#### What needs to be done
Send each entry back exactly as given, pictures excluded.

#### Supplied entries
####

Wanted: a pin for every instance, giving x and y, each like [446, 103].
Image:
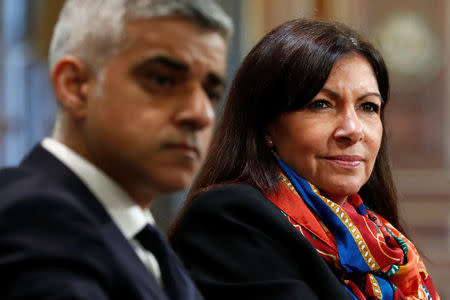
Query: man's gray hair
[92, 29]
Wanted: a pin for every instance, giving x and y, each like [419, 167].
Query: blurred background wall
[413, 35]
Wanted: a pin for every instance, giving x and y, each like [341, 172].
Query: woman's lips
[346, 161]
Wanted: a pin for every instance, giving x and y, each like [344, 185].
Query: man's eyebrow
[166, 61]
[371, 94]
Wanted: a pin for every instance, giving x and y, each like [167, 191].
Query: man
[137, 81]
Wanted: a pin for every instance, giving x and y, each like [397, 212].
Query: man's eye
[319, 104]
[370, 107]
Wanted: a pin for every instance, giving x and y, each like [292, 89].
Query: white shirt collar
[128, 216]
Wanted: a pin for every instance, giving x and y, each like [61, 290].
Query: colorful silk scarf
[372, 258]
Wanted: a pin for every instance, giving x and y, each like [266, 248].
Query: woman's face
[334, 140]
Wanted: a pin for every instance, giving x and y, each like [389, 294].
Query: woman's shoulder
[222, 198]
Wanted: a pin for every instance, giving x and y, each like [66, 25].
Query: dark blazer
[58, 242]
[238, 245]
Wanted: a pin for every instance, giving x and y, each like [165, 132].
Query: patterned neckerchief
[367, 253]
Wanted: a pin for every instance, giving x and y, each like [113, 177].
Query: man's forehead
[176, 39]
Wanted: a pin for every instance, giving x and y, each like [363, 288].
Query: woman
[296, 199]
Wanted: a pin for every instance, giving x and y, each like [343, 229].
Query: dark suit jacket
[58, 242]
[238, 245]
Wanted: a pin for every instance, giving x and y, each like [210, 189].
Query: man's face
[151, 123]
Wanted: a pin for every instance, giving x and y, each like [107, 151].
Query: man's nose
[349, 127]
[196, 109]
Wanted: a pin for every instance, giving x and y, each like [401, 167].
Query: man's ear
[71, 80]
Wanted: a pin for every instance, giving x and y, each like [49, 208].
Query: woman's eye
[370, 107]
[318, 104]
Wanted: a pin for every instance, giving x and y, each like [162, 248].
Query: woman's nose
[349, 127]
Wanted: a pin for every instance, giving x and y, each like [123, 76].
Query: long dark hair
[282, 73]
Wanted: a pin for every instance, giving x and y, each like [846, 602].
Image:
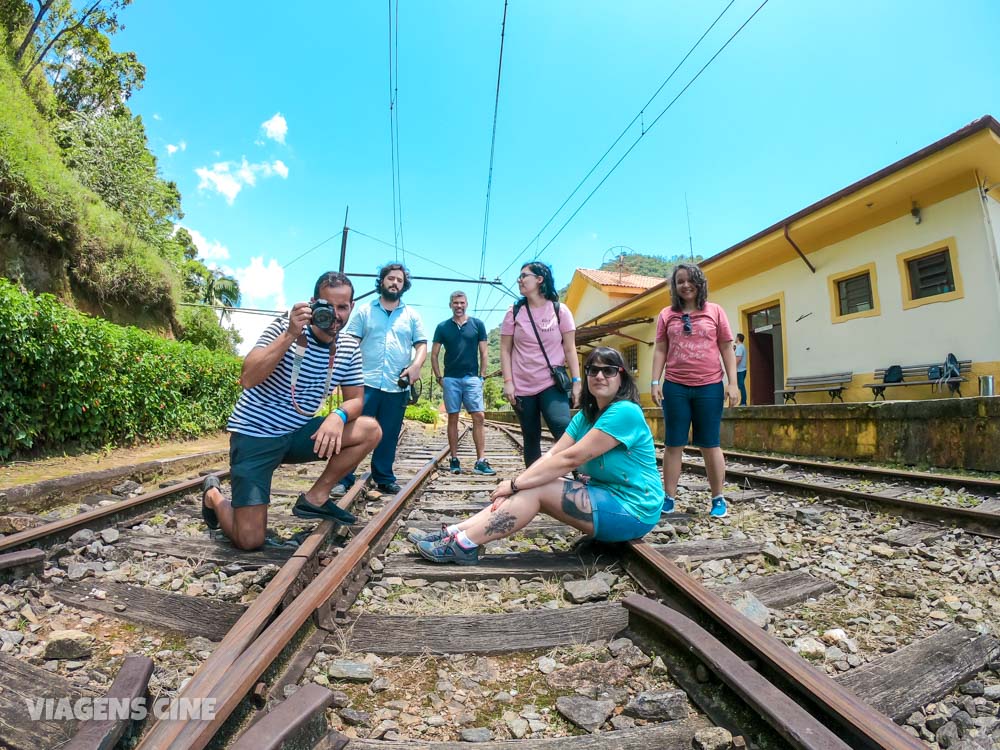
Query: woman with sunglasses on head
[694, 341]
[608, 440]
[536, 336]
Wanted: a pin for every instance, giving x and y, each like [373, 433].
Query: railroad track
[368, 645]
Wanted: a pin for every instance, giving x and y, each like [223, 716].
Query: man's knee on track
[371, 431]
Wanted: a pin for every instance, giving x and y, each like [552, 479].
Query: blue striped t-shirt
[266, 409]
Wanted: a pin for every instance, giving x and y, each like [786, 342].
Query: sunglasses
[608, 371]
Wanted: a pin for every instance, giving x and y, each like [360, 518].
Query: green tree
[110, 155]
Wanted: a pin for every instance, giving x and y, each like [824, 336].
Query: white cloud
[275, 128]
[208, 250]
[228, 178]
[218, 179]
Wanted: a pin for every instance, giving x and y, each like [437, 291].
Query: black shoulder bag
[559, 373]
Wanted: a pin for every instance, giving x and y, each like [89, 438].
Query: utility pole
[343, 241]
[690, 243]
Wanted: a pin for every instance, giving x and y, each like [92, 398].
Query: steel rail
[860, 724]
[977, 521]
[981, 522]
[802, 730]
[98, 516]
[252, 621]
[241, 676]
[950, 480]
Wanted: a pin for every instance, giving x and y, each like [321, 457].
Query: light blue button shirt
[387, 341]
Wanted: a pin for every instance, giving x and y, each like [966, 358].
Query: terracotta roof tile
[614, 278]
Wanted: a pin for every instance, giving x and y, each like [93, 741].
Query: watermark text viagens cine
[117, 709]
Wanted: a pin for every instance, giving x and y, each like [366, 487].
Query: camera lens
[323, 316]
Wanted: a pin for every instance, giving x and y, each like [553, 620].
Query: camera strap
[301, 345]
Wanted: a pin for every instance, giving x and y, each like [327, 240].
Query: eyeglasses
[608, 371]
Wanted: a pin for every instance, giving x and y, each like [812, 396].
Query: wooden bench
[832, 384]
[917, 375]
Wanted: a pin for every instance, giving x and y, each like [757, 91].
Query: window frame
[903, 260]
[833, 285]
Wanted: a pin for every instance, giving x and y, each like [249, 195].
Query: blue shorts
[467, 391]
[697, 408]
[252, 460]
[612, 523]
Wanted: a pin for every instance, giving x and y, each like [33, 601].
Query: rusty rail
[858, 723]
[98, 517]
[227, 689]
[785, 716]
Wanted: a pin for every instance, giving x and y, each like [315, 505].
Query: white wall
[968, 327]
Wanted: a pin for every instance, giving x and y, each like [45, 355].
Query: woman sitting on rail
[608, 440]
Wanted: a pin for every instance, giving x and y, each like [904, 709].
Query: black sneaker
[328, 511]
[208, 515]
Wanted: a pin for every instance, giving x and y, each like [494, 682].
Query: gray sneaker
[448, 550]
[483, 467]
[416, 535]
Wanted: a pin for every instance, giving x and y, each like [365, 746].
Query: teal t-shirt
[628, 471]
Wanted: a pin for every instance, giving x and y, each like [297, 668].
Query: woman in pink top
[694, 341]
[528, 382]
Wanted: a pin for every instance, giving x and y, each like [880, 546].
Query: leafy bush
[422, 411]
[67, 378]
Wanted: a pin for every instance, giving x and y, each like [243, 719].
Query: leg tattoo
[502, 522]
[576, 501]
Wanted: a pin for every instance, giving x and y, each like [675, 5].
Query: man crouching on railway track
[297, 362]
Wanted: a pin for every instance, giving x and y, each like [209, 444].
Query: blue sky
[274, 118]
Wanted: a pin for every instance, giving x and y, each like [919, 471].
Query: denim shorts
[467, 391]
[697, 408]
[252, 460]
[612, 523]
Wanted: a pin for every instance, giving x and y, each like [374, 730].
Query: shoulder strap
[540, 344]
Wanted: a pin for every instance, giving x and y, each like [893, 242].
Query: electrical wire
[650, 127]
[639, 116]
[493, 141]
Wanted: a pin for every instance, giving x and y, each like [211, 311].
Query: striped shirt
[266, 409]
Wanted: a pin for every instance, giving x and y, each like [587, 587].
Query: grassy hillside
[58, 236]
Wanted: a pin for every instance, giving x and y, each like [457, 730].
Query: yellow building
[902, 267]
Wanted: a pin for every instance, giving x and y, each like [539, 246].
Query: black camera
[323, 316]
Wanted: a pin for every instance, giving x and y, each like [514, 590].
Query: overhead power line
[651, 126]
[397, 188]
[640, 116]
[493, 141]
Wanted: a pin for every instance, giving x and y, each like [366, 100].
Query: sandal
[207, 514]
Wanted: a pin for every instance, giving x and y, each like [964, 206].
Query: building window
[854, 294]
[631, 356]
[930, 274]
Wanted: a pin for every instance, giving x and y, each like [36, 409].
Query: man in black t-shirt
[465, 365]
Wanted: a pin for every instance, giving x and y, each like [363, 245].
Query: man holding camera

####

#### Response
Wanted: a pin for every instance, giving x and y, each like [446, 103].
Image:
Query: man's gray hair
[92, 29]
Wanted: a pin for every instance, giving x and y, each like [419, 167].
Query: blurred background wall
[413, 35]
Wanted: a pin for every instance, giving x and y, each like [341, 172].
Query: woman's lips
[346, 161]
Wanted: a pin for every instance, giving x and y, each like [344, 185].
Query: man's eyebrow
[166, 61]
[371, 94]
Wanted: a pin for every instance, giving x and y, each like [167, 191].
Query: man
[137, 81]
Wanted: a pin for every instance, giving x and y, each like [397, 212].
Query: man's eye
[319, 104]
[370, 107]
Wanted: a pin for every instance, giving x and y, each like [292, 89].
Query: white shirt collar
[128, 216]
Wanted: a pin for every instance, giving x and y, each like [61, 290].
Query: colorful silk scarf
[372, 258]
Wanted: a pin for every instance, giving x and y, each like [266, 248].
Query: woman's face
[334, 140]
Wanted: a pin for every instance, giving x and y, each like [389, 294].
Query: woman's shoulder
[222, 198]
Wanted: a pin for every instance, giving x and y, each like [66, 25].
Query: dark blazer
[58, 242]
[238, 245]
Wanted: a pin for every instance, giving x and y, each like [165, 132].
Query: patterned neckerchief
[367, 253]
Wanted: a pin for every instance, giving x and y, each like [113, 177].
Query: man's forehead
[176, 39]
Wanted: a pin for every instance, giving x and y, each like [363, 288].
Query: woman
[296, 199]
Wanted: a pin for every instance, giving x and y, each like [343, 229].
Query: dark suit jacket
[58, 242]
[238, 245]
Wanted: a pin for every instance, giving x and y, each like [210, 189].
Query: man's face
[151, 123]
Wanted: a pin for every instance, giving x and y, each like [107, 151].
Query: man's nose
[349, 127]
[196, 109]
Wanted: a pin for every instance, giving x and y, each like [401, 167].
Query: man's ear
[71, 80]
Wanted: a pin for every instance, giving x and y, each like [49, 208].
Query: woman's eye
[370, 107]
[318, 104]
Wanted: a pin for every instance, giving x and y, each like [162, 248].
Query: woman's nose
[349, 127]
Wanted: a pin for every instance, giving x and y, each like [123, 76].
Query: long dark hair
[282, 73]
Wanted: a pin for every instance, giving x and y, each like [846, 602].
Image:
Query: woman with sunglasses on head
[694, 341]
[608, 440]
[536, 336]
Wanted: a pin for every instance, giving x and y, each like [373, 433].
Query: railroad track
[368, 645]
Wanted: a pin for every instance, giving x and y, each like [223, 716].
Query: man's knee on track
[371, 431]
Wanted: a pin for every instance, giving x and y, each like [552, 479].
Query: blue striped t-shirt
[266, 409]
Wanted: a pin for every instance, giving x and y, each like [786, 342].
Query: sunglasses
[608, 371]
Wanted: a pin for every instance, giving x and y, each like [360, 518].
Query: green tree
[110, 155]
Wanted: a pin for every instance, giving x and y, each like [824, 336].
Query: white cloud
[275, 128]
[208, 250]
[228, 178]
[218, 179]
Wanted: a pin for every instance, giving x and y, each like [437, 291].
Query: black shoulder bag
[559, 373]
Wanted: a pin for every instance, giving x and y, each like [89, 438].
Query: utility pole
[343, 241]
[690, 243]
Wanted: a pin for every instance, giving x and y, each like [92, 398].
Query: steel rail
[860, 724]
[977, 521]
[981, 522]
[802, 730]
[98, 516]
[252, 621]
[241, 676]
[950, 480]
Wanted: a pin for every instance, giving x and y, each like [321, 457].
Query: light blue button shirt
[387, 341]
Wanted: a pin for every instance, giving x and y, each like [966, 358].
Query: terracotta roof tile
[614, 278]
Wanted: a pin for every instance, giving x and y, each like [93, 741].
Query: watermark text viagens cine
[117, 709]
Wanted: a pin for every instance, giving x and y, each like [366, 487].
Query: camera lens
[323, 316]
Wanted: a pin for every instance, giving x and y, each like [553, 620].
Query: camera strap
[301, 345]
Wanted: a pin for every instance, giving x and y, each like [327, 240].
Query: eyeglasses
[608, 371]
Wanted: a pin for every instance, giving x and y, each like [812, 396].
Query: wooden bench
[832, 384]
[917, 375]
Wanted: a pin for every instance, giving x and y, each like [757, 91].
Query: window frame
[903, 260]
[833, 285]
Wanted: a pin for every instance, giving x and y, each like [249, 195].
Query: blue shorts
[467, 391]
[697, 408]
[252, 460]
[612, 523]
Wanted: a pin for every instance, giving x and y, each like [33, 601].
Query: rusty rail
[858, 723]
[98, 517]
[227, 689]
[785, 716]
Wanted: a pin for every instance, giving x and y, each like [315, 505].
Query: white wall
[968, 327]
Wanted: a pin for every instance, giving x and y, each like [45, 355].
Query: woman sitting on rail
[608, 440]
Wanted: a pin for every instance, giving x and y, each like [904, 709].
Query: black sneaker
[328, 511]
[208, 515]
Wanted: a pin for every instance, giving x and y, each like [494, 682].
Query: gray sneaker
[448, 550]
[483, 467]
[416, 535]
Wanted: a pin for every instance, giving x and y, each like [365, 746].
Query: teal t-shirt
[628, 471]
Wanted: a pin for every instance, giving x and y, each like [297, 668].
Query: woman in pink top
[694, 341]
[528, 382]
Wanted: a pin for every instance, giving x and y, each like [880, 546].
Query: leafy bush
[422, 411]
[67, 378]
Wanted: a pin for every instance, giving x and y, each like [243, 719].
Query: leg tattoo
[502, 522]
[576, 501]
Wanted: a pin for every instance, giving x and y, each like [675, 5].
Query: man crouching on railway track
[297, 362]
Wanted: a pin for every instance, giving x and y, each like [209, 444].
Query: blue sky
[274, 118]
Wanted: a pin for every instance, giving x and y, each like [919, 471].
Query: denim shorts
[467, 391]
[697, 408]
[252, 460]
[612, 523]
Wanted: a pin for every instance, giving x and y, each like [374, 730].
Query: shoulder strap
[540, 344]
Wanted: a pin for every instance, giving x and y, each like [893, 242].
Query: electrical wire
[650, 127]
[639, 116]
[493, 141]
Wanted: a pin for every instance, giving x and y, each like [211, 311].
Query: striped shirt
[266, 409]
Wanted: a pin for every instance, giving x and y, each like [587, 587].
Query: grassy hillside
[58, 236]
Wanted: a pin for every instance, giving x and y, each like [457, 730].
Query: yellow building
[902, 267]
Wanted: a pin for every instance, giving x and y, each like [539, 246].
Query: black camera
[323, 316]
Wanted: a pin for every instance, giving x and y, each like [514, 590].
Query: overhead power line
[651, 126]
[397, 188]
[640, 116]
[493, 141]
Wanted: a pin for every instance, giving x and y, each like [366, 100].
Query: sandal
[207, 514]
Wanted: a pin for every instance, giving x and y, each like [964, 206].
Query: building window
[854, 294]
[631, 356]
[930, 274]
Wanted: a pin for every instance, giving x and y, each like [36, 409].
Query: man in black t-shirt
[465, 365]
Wanted: a pin for every instance, giving x and y, each like [363, 245].
Query: man holding camera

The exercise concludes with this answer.